There are two reasons for immunising in Australia:
1. Immunisation is the safest and most effective way of giving protection against the disease. After immunisation, your child is far less likely to catch the disease if there are cases in the community. The benefit of protection against the disease far outweighs the very small risks of immunisation.
Young children, particularly babies, do not have the well-developed immune system that older children and adults have. A number of immunisations are required in the first few years of a child’s life to protect the child against the most serious childhood infectious diseases.
Even though adolescents may have been vaccinated as a child, immunity to certain diseases can decrease over time. Also new vaccines have been developed which are now recommended that were not previously available.
Immunisation is also recommended for adults and may relate to your age, your Indigenous status, your occupation, if you have had injury or illness, your vaccination history, plans to travel, if you are planning to start a family or just part of staying healthy.

LISTED RECORDS:
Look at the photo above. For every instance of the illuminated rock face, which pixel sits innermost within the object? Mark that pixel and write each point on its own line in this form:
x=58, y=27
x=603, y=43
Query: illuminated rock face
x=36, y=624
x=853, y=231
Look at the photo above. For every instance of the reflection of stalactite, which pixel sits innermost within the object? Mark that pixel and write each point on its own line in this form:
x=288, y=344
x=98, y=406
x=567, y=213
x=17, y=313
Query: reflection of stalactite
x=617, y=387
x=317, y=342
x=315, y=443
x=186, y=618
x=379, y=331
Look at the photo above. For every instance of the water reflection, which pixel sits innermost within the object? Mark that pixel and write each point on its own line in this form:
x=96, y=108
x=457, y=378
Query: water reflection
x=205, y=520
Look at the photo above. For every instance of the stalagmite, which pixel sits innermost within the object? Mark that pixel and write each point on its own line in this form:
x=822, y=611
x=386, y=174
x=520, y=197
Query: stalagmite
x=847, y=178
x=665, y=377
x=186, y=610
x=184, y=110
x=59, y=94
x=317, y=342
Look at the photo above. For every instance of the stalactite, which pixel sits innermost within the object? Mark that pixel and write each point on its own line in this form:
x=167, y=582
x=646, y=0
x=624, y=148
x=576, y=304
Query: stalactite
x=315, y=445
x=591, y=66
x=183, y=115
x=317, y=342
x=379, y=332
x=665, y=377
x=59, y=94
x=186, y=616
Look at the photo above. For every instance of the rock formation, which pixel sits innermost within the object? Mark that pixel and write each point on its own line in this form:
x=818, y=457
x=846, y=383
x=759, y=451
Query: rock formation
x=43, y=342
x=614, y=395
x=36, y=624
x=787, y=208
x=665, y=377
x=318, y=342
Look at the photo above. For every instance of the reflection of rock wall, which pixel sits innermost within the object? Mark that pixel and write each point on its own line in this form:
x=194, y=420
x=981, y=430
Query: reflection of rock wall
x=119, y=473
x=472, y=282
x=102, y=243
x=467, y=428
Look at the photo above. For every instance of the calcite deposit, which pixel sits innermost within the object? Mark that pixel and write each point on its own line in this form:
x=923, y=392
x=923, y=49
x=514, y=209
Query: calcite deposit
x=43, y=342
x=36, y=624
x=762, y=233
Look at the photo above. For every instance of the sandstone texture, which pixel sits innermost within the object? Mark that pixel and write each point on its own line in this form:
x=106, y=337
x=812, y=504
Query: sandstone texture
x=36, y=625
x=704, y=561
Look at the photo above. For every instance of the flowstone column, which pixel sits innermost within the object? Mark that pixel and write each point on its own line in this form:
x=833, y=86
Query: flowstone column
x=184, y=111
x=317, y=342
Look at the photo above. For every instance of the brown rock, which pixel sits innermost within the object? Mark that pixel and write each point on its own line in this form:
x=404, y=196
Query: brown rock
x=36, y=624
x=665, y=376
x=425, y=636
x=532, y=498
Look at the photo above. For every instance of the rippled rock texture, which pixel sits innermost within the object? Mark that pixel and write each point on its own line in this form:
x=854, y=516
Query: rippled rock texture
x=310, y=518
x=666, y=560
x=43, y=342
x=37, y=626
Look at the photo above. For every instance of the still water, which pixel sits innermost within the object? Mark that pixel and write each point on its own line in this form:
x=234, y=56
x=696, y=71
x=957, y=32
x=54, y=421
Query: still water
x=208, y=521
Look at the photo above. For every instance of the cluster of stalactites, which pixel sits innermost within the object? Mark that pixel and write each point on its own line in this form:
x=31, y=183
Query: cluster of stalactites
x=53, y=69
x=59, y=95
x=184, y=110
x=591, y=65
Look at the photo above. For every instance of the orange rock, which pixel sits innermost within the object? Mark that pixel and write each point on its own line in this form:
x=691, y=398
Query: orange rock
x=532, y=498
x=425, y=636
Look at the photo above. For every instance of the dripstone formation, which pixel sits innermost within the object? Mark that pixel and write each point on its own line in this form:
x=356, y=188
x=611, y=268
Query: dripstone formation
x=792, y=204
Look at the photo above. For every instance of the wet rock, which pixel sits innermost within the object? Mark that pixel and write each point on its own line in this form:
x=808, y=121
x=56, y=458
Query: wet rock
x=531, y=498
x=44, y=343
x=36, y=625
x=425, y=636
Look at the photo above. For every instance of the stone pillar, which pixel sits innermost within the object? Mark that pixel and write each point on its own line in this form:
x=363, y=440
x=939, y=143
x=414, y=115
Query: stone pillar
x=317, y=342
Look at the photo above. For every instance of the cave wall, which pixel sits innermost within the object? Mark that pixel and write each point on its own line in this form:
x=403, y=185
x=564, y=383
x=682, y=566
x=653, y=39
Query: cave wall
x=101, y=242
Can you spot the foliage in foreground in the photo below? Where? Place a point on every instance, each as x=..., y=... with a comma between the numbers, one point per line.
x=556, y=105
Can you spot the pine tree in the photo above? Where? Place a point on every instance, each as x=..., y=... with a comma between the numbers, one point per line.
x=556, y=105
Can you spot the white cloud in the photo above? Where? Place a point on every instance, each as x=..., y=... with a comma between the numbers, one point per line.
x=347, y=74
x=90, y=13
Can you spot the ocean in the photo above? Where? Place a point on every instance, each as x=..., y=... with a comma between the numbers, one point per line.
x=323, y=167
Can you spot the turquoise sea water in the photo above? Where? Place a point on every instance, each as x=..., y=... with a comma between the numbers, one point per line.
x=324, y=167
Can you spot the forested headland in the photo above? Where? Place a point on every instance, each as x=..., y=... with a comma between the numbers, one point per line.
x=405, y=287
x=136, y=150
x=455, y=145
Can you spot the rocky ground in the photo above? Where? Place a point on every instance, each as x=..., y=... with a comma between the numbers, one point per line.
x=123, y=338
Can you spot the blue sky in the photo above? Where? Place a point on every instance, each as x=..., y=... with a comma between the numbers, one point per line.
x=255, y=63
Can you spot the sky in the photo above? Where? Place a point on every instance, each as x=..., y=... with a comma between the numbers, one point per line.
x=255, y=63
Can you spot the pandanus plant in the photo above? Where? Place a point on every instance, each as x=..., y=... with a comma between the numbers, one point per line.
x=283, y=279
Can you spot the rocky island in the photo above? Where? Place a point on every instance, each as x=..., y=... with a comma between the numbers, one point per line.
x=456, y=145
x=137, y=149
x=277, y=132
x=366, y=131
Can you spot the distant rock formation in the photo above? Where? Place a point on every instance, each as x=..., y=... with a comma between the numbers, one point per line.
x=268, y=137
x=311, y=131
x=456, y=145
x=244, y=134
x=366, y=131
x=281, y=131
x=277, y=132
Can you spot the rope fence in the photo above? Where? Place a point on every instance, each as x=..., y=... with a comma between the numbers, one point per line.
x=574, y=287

COMPLETE THE FOLLOWING:
(1) According to the immunization text, why might adolescents need vaccines even if they were vaccinated as children?
(2) Summarize the immunization text in two sentences.

RESPONSES BY ITEM NUMBER:
(1) Immunity to certain diseases can decrease over time, and new vaccines that were not previously available are now recommended.

(2) Immunization is the safest and most effective way to protect against disease, and its benefits far outweigh its very small risks. Young children need several immunizations early because their immune systems are less developed, adolescents may need more as immunity fades and new vaccines become available, and adults may be advised to get immunized based on factors such as age, occupation, health, travel plans, or plans to start a family.